→ **Exercise prompt**
Count the lines in the records below that contain the string "soup", with case counting. Reply with the number alone.

Data items
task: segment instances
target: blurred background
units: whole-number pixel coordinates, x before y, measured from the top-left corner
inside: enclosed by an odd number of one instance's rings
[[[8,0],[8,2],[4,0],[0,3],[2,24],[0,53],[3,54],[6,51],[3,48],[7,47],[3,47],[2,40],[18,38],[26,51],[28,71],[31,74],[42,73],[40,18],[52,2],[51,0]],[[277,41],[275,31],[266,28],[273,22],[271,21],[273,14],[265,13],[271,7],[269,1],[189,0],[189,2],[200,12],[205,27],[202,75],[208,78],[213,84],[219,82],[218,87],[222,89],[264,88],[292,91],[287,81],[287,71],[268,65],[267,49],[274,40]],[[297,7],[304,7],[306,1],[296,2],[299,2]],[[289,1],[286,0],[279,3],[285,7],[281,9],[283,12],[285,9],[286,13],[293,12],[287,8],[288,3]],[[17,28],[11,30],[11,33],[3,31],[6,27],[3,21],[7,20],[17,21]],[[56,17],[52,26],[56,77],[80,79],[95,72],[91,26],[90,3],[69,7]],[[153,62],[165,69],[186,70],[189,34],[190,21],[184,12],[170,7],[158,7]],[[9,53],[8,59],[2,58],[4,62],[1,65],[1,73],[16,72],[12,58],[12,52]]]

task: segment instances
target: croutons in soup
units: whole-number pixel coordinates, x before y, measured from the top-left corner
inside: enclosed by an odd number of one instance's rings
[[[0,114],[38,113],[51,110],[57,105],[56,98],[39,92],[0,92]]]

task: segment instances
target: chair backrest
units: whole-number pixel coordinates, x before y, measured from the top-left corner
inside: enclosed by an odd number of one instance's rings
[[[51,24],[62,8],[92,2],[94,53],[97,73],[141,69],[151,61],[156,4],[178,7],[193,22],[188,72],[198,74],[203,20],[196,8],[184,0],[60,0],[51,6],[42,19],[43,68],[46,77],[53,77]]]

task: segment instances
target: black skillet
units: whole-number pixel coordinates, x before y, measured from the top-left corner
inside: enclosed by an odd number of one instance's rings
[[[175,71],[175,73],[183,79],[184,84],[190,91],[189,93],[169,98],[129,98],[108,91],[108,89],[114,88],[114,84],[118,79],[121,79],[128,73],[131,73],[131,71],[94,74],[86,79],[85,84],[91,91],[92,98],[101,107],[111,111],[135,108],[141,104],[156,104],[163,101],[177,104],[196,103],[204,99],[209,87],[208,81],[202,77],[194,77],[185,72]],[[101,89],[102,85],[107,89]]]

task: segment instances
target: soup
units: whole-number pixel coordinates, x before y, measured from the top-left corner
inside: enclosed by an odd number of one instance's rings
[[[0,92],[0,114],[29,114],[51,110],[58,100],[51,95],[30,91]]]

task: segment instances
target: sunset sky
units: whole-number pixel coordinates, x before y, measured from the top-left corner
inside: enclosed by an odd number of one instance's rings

→ **Answer to this task**
2